(Saved data entries)
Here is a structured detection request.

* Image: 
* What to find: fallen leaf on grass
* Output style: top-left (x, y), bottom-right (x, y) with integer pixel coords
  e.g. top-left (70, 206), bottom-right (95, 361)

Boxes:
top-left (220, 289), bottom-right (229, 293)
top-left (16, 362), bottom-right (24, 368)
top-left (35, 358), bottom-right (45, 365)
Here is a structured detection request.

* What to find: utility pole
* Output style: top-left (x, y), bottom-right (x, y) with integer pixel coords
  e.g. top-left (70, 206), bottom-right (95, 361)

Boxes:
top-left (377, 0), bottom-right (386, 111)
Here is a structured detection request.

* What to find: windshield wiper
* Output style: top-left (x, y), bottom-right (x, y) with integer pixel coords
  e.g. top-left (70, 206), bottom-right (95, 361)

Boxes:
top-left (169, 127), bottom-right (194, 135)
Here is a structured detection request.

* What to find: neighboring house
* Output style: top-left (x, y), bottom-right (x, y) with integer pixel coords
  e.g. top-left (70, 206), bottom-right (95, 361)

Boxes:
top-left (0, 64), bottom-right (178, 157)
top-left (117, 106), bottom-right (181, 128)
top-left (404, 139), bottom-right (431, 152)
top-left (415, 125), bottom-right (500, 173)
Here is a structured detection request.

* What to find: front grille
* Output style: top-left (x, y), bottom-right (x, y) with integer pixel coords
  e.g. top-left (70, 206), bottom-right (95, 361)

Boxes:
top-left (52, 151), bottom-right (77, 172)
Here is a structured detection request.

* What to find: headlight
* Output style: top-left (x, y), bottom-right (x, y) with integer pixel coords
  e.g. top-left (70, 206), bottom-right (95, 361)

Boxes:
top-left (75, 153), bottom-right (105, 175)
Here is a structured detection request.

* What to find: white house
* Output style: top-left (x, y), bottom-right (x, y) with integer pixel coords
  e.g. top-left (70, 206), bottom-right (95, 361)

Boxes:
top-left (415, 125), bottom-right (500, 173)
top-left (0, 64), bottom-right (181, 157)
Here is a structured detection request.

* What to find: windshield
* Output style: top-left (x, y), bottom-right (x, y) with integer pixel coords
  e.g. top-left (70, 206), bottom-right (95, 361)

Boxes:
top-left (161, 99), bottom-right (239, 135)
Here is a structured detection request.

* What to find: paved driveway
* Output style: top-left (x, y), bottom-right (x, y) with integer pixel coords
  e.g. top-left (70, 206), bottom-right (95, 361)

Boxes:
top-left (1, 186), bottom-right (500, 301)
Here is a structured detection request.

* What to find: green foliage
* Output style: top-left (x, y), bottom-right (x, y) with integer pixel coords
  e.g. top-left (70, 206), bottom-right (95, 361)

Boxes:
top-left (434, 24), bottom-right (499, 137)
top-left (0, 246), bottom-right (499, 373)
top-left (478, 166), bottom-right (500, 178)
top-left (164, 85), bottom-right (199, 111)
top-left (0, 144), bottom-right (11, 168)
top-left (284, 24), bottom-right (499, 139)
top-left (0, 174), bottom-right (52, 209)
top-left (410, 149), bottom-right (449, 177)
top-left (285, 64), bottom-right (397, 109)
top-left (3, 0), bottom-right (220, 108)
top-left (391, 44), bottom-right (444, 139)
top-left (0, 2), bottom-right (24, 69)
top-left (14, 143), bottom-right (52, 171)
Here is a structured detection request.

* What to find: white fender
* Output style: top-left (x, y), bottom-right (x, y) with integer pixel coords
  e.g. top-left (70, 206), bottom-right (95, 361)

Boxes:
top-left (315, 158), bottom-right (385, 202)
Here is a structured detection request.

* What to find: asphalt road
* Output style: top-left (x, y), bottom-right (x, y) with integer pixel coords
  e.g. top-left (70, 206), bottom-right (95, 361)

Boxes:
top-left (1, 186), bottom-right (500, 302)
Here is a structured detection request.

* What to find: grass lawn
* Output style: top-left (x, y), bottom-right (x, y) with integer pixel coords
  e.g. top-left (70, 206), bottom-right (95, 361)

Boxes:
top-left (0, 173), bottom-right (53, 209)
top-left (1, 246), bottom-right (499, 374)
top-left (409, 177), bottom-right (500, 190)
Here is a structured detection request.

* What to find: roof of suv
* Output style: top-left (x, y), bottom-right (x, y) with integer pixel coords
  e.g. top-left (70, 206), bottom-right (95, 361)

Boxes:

> Task directions: Could I ask you to return the records exactly and in full?

> Your solution:
Here is a structured detection request.

* Image: 
* What to find: fallen leaf on grass
* Output style: top-left (x, y), bottom-right (x, y) with integer pixel coords
  e.g. top-left (70, 206), bottom-right (95, 361)

Boxes:
top-left (220, 289), bottom-right (229, 293)
top-left (16, 362), bottom-right (24, 368)
top-left (35, 358), bottom-right (45, 365)
Here is a structured detection request.

* What to find: utility pole
* Output style: top-left (x, y), bottom-right (x, y) with integer pixel coords
  e.g. top-left (70, 206), bottom-right (95, 361)

Boxes:
top-left (377, 0), bottom-right (386, 111)
Here is a structured detection request.

* What to find: windshield wiper
* Output style: top-left (x, y), bottom-right (x, y) with integer pixel coords
  e.g. top-left (70, 206), bottom-right (95, 361)

Boxes:
top-left (169, 127), bottom-right (194, 135)
Here is a structured detection request.

* What to find: neighboring house
* Output style: top-left (x, y), bottom-right (x, y) with integer pixel coords
  e.g. top-left (70, 206), bottom-right (95, 361)

Boxes:
top-left (0, 64), bottom-right (178, 157)
top-left (117, 106), bottom-right (181, 128)
top-left (404, 139), bottom-right (431, 152)
top-left (415, 125), bottom-right (500, 173)
Here is a structured detection request.

* What to find: front grille
* Output style: top-left (x, y), bottom-right (x, y) with integer pixel coords
  e.g. top-left (70, 206), bottom-right (95, 361)

Boxes:
top-left (52, 151), bottom-right (77, 172)
Here is a structured detection request.

* What to find: headlight
* Output style: top-left (x, y), bottom-right (x, y) with integer pixel coords
  e.g. top-left (70, 206), bottom-right (95, 361)

Boxes:
top-left (75, 153), bottom-right (105, 175)
Here is a structured detection request.

* What to find: white house
* Output style: top-left (x, y), bottom-right (x, y) with integer pixel coords
  e.g. top-left (70, 206), bottom-right (95, 361)

Boxes:
top-left (415, 125), bottom-right (500, 173)
top-left (0, 64), bottom-right (181, 157)
Here is a structured detection request.

* What to find: windshield
* Output style: top-left (x, y), bottom-right (x, y) with integer pixel coords
  e.g. top-left (70, 206), bottom-right (95, 361)

Boxes:
top-left (161, 99), bottom-right (239, 135)
Here is a structured detection request.

* What to find: paved driveway
* Output style: top-left (x, y), bottom-right (x, y) with integer pixel coords
  e.g. top-left (70, 206), bottom-right (95, 361)

Boxes:
top-left (1, 186), bottom-right (500, 301)
Here is a structured detection request.

* What to find: green foliage
* Output style: top-left (x, y), bottom-right (x, y) with integer pixel coords
  e.g. top-left (70, 206), bottom-right (95, 361)

Boxes:
top-left (434, 24), bottom-right (499, 137)
top-left (0, 246), bottom-right (499, 373)
top-left (478, 166), bottom-right (500, 178)
top-left (164, 85), bottom-right (199, 111)
top-left (0, 144), bottom-right (11, 168)
top-left (284, 24), bottom-right (499, 139)
top-left (0, 174), bottom-right (52, 209)
top-left (410, 149), bottom-right (449, 177)
top-left (285, 64), bottom-right (397, 109)
top-left (3, 0), bottom-right (220, 108)
top-left (391, 44), bottom-right (444, 139)
top-left (0, 2), bottom-right (24, 69)
top-left (14, 143), bottom-right (52, 171)
Here is a structured detection request.

* What to find: white fender
* Output style: top-left (x, y), bottom-right (x, y) with integer pixel coords
  e.g. top-left (70, 206), bottom-right (95, 361)

Boxes:
top-left (315, 158), bottom-right (385, 202)
Here is a structured detection request.

* What to find: asphalt road
* Output style: top-left (x, y), bottom-right (x, y) with integer pixel coords
  e.g. top-left (70, 206), bottom-right (95, 361)

Boxes:
top-left (1, 186), bottom-right (500, 302)
Here is a structured detection request.

* What to find: grass lawn
* Output style: top-left (x, y), bottom-right (x, y) with integer pixel coords
  e.g. top-left (70, 206), bottom-right (95, 361)

Boxes:
top-left (0, 173), bottom-right (53, 209)
top-left (1, 246), bottom-right (499, 374)
top-left (409, 177), bottom-right (500, 190)
Here is a structured detection request.

* What to find: roof of suv
* Output style: top-left (x, y), bottom-right (x, y) with integer pixel coords
  e.g. top-left (70, 206), bottom-right (95, 361)

Boxes:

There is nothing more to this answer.